───── EXTRACTED RECORDS ─────
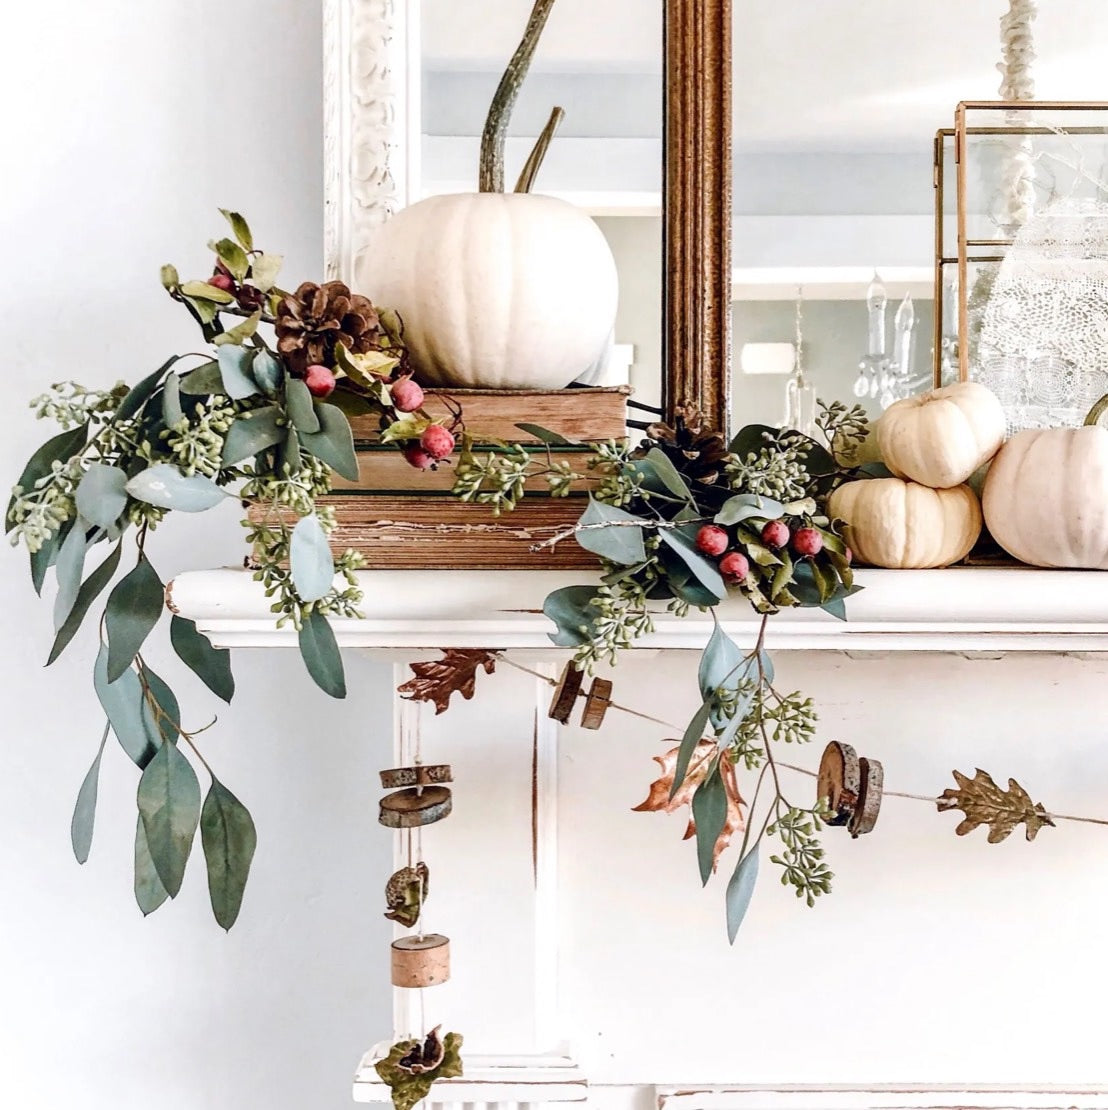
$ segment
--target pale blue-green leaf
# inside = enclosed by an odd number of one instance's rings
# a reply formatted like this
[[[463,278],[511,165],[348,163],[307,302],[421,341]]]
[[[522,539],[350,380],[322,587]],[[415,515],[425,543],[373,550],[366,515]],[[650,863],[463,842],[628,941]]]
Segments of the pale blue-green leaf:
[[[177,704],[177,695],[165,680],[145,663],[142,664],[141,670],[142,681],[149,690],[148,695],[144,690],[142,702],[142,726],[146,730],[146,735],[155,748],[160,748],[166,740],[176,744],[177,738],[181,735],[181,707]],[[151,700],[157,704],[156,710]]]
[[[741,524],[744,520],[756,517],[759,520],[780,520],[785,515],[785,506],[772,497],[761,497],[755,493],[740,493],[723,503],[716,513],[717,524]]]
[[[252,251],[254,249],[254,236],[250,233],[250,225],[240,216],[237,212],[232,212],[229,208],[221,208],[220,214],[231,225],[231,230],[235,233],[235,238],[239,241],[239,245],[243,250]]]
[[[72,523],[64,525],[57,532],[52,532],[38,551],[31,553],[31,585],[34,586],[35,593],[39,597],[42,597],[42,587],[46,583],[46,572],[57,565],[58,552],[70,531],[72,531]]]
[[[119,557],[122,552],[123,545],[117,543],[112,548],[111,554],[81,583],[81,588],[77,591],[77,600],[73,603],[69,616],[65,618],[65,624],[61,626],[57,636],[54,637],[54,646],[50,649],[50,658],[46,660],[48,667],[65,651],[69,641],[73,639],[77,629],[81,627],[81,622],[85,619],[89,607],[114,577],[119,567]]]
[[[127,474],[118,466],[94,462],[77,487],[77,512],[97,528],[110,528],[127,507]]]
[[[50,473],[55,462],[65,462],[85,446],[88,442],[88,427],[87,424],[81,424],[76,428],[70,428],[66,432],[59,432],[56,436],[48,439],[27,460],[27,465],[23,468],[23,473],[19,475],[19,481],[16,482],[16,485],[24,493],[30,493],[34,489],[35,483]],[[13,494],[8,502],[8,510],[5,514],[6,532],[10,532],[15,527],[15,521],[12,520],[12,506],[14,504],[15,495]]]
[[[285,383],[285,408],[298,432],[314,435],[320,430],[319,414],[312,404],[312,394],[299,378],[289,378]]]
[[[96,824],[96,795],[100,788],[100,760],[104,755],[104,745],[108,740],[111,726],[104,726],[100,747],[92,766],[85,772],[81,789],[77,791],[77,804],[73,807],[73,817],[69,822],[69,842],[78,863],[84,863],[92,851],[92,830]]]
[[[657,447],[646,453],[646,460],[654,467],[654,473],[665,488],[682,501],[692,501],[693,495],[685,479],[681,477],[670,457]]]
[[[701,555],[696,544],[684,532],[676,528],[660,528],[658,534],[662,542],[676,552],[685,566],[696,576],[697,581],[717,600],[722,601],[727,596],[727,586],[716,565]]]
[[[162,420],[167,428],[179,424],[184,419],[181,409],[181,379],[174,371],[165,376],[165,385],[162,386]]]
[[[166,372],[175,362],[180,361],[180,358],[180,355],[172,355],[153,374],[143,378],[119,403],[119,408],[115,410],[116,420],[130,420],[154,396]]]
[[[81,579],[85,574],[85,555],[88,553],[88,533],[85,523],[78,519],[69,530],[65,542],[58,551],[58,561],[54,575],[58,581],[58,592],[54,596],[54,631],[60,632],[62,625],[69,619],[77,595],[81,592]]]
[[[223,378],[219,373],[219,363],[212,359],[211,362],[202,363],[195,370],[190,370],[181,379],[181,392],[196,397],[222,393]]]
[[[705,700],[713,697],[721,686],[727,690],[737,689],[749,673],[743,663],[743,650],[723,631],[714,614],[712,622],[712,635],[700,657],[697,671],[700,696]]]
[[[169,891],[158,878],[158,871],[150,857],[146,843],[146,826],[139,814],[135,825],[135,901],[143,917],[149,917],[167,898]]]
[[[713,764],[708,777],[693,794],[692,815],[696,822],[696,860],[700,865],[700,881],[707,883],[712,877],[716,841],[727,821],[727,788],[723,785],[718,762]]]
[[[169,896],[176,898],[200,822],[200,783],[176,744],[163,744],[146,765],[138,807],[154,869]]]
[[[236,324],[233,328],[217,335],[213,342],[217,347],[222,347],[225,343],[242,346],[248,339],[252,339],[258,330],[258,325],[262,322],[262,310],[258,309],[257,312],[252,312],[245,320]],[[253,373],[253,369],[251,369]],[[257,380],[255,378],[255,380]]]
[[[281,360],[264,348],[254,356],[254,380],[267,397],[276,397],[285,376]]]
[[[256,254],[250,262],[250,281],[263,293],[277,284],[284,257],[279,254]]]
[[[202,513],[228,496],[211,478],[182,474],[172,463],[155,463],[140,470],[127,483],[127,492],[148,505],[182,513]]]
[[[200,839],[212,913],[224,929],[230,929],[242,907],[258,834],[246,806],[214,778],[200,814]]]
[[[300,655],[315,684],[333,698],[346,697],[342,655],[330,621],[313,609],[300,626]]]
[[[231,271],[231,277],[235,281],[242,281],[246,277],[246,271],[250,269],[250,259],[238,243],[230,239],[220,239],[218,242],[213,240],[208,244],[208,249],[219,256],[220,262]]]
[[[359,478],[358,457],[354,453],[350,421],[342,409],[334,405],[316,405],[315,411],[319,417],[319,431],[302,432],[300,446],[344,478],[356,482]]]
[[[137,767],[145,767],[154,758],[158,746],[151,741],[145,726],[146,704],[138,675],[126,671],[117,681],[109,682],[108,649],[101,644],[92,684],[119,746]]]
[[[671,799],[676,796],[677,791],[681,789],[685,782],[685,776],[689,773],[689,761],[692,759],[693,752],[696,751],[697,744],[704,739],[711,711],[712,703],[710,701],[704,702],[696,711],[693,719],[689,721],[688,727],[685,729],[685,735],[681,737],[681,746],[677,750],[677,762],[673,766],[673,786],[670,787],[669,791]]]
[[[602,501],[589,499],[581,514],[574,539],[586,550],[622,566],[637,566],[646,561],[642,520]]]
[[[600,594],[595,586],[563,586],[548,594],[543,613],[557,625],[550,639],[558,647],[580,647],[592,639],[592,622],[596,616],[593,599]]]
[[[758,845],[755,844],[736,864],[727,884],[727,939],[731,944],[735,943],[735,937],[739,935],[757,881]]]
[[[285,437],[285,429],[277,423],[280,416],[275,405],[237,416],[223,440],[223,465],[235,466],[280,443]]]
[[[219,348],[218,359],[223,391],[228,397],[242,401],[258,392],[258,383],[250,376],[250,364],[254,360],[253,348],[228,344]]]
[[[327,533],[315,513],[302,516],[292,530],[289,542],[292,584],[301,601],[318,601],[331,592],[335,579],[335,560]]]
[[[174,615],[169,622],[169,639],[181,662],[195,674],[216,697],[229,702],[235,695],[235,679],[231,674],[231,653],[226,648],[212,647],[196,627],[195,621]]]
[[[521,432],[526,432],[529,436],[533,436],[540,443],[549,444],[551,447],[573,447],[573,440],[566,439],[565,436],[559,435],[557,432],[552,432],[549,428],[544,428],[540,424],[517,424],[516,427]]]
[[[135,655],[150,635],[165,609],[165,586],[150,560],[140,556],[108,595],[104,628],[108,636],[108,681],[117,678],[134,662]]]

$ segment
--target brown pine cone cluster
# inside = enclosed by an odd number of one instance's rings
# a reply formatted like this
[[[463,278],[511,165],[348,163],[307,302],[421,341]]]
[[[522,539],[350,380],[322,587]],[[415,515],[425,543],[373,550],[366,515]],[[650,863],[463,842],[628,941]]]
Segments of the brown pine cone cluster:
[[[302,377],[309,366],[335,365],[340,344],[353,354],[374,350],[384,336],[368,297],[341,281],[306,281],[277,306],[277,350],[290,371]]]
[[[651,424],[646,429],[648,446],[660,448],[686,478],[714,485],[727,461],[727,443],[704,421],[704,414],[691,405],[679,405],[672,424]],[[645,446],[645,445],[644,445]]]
─────
> WORK TO BE COMPLETED
Once a line of the records is found to contain "target", copy it out.

> ANSWER SECTION
--target pale blue-green leaf
--target brown pine cone cluster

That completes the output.